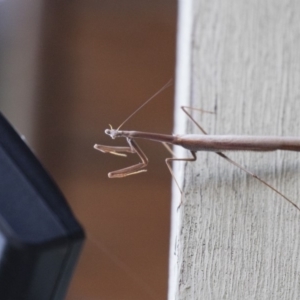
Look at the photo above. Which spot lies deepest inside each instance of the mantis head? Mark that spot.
(113, 133)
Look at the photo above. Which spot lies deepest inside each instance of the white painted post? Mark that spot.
(234, 238)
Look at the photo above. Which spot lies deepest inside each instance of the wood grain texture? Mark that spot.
(234, 238)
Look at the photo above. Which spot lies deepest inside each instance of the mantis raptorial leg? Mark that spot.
(194, 143)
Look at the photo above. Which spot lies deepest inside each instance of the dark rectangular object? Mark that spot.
(40, 239)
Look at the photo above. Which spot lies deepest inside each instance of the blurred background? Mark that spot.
(67, 70)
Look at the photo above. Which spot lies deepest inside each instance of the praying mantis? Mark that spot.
(194, 143)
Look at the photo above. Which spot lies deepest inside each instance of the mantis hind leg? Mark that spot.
(184, 108)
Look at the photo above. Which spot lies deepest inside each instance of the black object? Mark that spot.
(40, 240)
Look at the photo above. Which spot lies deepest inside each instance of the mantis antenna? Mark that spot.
(169, 83)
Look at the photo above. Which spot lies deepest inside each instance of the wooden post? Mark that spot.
(234, 238)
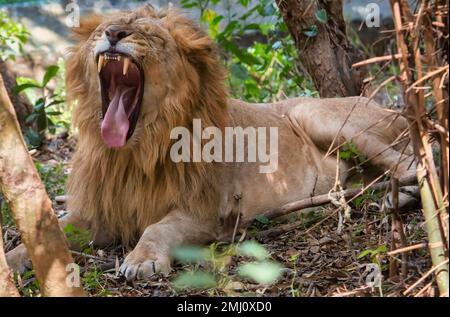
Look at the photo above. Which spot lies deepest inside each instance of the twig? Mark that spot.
(420, 280)
(377, 60)
(408, 249)
(325, 198)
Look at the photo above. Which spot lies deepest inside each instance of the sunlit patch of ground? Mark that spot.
(317, 259)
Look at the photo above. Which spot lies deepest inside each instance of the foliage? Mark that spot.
(80, 237)
(264, 71)
(94, 282)
(54, 178)
(210, 267)
(42, 119)
(12, 37)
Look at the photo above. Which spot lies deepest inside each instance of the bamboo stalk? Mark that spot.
(425, 171)
(7, 287)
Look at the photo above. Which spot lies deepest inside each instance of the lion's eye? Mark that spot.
(157, 39)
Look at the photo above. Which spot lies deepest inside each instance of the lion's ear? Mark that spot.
(146, 11)
(87, 26)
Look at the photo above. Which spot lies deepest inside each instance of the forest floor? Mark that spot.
(319, 257)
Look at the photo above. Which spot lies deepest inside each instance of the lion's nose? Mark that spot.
(115, 33)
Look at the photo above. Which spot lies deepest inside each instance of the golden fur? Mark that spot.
(141, 182)
(138, 192)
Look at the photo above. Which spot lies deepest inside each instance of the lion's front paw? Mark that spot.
(142, 265)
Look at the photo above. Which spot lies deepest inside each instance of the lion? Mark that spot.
(137, 75)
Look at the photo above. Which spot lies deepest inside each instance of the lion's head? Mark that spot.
(136, 76)
(134, 71)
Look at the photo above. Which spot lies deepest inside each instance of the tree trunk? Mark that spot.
(7, 287)
(31, 207)
(21, 105)
(328, 55)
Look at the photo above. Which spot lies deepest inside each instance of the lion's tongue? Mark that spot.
(115, 124)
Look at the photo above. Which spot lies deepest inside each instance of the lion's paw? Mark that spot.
(137, 266)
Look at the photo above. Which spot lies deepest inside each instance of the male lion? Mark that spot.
(139, 74)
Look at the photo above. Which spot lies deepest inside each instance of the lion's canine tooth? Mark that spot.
(126, 65)
(100, 62)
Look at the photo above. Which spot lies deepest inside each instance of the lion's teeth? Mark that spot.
(100, 62)
(126, 65)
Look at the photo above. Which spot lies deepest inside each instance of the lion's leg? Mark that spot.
(368, 127)
(18, 259)
(152, 253)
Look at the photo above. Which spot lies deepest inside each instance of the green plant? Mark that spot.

_ _ _

Required work. Send back the listing exactly as it stands. Do not include the pictures.

Problem solution.
Look at the photo above. Which spot lies deepest inside each instance of the mantis head? Mark that spot.
(113, 133)
Look at the photo above. Which spot lies deepest inside each instance of the white painted post? Mark that spot.
(234, 238)
Look at the photo above. Which spot lies deepest inside each instance of the wood grain texture? Mark that spot.
(234, 238)
Look at the photo above. Which spot lies deepest inside each instance of the mantis raptorial leg? Mark that spot.
(194, 143)
Look at the photo above. Which spot lies deepest inside each instance of the dark rectangular object? Mark that spot.
(40, 239)
Look at the photo above. Which spot lies deepest inside each instance of the blurred background? Mark that spot.
(67, 70)
Look at the photo above. Which spot lies deepest inside each instance of the praying mantis? Mark that spot.
(194, 143)
Look at the photo above. Which spot lies deepest inside each instance of the mantis hind leg? Mark that spot.
(184, 108)
Look at the photo above. Which spot lies deepest inside each instance of the black object? Mark that spot.
(40, 240)
Look at the photo above. Which spot lies deepest inside each instance of the mantis antenna? Mark that spot.
(169, 83)
Look at the photo above. Which spot lies deepest inside each instance of the wooden post? Mark that spot.
(234, 238)
Look at the photo above. Which spot lies deepest inside each instance of the twig? Mark that spot.
(420, 280)
(377, 60)
(408, 249)
(325, 198)
Look at the photo above. Which spot lies deepest inside each instance of the sunlit patch of ground? Mark that spot.
(317, 259)
Look at the photo above. Which spot lies deepest inside each instance of the foliage? Mark that spot.
(80, 237)
(264, 71)
(94, 282)
(54, 178)
(210, 267)
(42, 119)
(12, 37)
Look at the photo above. Which spot lies deepest inside each instance of the bamboo stalk? Mark that spot.
(425, 171)
(7, 287)
Look at the photo above. Which spot lies deepest inside each instance of the lion's eye? Mark that spot.
(157, 39)
Look at the photo above. Which spot lies deepest inside each instance of the lion's ear? Mark that spot.
(146, 11)
(87, 26)
Look at the photo above. Which spot lies deepest inside each instance of the forest floor? Mark that spot.
(319, 257)
Look at the photo above. Which spot lies deepest inside each instance of the lion's nose? Mark that spot.
(115, 33)
Look at the photo above. Which spot lies deepest inside each instance of the golden fur? Mark that spot.
(141, 182)
(138, 192)
Look at the photo above. Which spot lies deepest inside each instance of the lion's front paw? Mark that spot.
(142, 265)
Look at the photo above. Which spot lies deepest inside each instance of the lion? Mark that spot.
(137, 75)
Look at the photo above. Which spot lies deepest inside each instance of the lion's head? Mark that spot.
(136, 76)
(134, 71)
Look at the photo above. Which spot lies deepest inside each instance of the tree trunk? Mark that spot.
(7, 287)
(31, 207)
(21, 105)
(328, 55)
Look at the photo above. Which spot lies deepest inside each instance of the lion's tongue? Mark that spot.
(115, 124)
Look at the photo above. Which spot lies deepest inside each instance of the lion's paw? Mark that spot.
(137, 266)
Look at the photo above. Which spot lies deepest inside each instance of the male lion? Mark that spot.
(139, 74)
Look at the photo above. Which spot lies deepest inside each instance of the lion's canine tooth? Mark that spot.
(126, 65)
(100, 62)
Look at the photo above. Which spot lies deepest inside each instance of the lion's teeth? Mark that spot.
(100, 62)
(126, 65)
Look at the photo above. Which spot lies deepest inside each instance of the lion's leg? Mark that spot.
(368, 127)
(18, 259)
(152, 253)
Look at the photo above. Which spot lies deepest inside each instance of the green plant? Mark that spot.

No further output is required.